Instructions for the task: Restate word for word every line from the top of the data below down through the line that holds "like [(493, 421)]".

Materials provided:
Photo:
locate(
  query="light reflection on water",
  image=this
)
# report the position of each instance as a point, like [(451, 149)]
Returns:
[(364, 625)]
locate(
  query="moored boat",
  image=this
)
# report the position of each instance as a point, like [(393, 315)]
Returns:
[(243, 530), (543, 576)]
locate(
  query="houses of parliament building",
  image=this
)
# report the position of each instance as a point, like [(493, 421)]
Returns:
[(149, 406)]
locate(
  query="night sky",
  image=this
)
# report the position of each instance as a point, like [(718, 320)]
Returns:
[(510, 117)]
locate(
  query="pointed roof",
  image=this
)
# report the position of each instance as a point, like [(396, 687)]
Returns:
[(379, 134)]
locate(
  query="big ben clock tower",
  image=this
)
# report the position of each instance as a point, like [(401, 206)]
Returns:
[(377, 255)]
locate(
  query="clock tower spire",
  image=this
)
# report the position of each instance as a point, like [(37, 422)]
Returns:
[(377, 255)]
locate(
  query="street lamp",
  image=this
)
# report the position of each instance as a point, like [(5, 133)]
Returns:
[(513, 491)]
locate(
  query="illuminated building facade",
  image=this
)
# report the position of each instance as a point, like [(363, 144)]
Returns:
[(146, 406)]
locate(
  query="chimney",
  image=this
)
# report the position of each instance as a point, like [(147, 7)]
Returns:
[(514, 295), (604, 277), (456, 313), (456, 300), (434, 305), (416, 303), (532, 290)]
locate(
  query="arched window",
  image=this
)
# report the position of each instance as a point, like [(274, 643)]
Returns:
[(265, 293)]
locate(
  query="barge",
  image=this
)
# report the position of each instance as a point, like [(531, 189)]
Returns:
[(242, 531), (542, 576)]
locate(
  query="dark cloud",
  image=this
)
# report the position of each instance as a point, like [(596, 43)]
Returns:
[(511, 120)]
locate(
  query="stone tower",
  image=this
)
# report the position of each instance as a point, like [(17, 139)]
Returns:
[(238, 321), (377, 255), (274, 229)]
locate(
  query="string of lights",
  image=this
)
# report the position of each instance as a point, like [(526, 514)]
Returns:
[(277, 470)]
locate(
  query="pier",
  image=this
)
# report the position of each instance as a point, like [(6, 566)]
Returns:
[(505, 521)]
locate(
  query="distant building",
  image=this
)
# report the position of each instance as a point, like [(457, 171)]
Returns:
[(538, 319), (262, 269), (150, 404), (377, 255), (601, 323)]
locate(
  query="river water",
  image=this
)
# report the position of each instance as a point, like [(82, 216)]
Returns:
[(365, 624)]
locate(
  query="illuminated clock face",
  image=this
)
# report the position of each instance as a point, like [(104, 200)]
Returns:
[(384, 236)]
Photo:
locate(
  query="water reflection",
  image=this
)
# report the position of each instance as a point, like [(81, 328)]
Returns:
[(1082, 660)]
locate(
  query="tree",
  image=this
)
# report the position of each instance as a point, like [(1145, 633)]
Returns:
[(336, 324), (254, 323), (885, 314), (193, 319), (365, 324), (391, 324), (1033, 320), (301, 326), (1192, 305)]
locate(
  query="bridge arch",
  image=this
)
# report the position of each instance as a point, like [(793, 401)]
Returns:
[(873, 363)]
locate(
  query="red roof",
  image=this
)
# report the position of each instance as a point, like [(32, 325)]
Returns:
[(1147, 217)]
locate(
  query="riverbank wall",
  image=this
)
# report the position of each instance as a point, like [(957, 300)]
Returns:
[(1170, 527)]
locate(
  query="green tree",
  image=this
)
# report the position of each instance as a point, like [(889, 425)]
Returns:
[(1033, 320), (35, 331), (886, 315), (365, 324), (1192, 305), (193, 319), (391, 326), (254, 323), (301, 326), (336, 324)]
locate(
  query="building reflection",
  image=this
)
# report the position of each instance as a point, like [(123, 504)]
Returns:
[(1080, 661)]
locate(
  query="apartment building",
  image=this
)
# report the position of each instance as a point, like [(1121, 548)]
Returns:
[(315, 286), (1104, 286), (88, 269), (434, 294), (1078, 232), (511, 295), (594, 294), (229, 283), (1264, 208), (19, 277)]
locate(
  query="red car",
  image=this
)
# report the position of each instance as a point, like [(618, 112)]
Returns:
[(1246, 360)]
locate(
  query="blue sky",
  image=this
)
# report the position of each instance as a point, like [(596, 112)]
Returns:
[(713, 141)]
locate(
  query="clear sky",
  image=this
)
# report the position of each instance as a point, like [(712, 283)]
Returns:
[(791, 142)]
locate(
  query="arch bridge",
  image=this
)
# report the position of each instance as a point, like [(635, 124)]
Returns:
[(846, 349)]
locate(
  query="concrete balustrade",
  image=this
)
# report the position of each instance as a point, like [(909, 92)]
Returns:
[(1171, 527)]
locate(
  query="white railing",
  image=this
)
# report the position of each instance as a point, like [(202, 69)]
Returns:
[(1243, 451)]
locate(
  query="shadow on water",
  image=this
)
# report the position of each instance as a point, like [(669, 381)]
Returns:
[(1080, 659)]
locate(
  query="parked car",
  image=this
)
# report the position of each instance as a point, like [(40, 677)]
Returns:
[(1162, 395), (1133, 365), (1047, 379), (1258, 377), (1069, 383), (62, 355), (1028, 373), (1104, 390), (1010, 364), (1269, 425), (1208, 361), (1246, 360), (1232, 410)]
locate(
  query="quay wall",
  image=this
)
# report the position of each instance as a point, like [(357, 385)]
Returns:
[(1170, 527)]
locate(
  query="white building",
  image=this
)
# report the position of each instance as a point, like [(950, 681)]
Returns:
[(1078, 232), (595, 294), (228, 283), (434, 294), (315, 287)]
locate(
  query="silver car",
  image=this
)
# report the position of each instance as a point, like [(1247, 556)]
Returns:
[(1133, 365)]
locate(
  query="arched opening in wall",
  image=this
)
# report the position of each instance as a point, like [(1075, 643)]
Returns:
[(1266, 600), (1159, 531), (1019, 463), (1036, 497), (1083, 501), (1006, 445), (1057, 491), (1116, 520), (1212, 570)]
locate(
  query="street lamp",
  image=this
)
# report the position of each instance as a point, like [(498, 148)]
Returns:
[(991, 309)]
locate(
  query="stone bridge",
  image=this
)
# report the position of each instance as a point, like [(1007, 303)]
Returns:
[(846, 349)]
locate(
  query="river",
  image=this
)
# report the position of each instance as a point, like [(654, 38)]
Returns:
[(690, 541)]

Exercise output:
Photo:
locate(
  query="light reflection on water",
  image=this
)
# report the position of each instance as a point, like [(451, 149)]
Returns:
[(364, 625)]
locate(
  query="moored boat",
  image=this
)
# report the position of each instance as a point, like [(393, 315)]
Returns:
[(243, 530), (543, 576)]
locate(
  query="houses of parliament building",
  image=this
)
# report the position of each instance as a point, like [(493, 421)]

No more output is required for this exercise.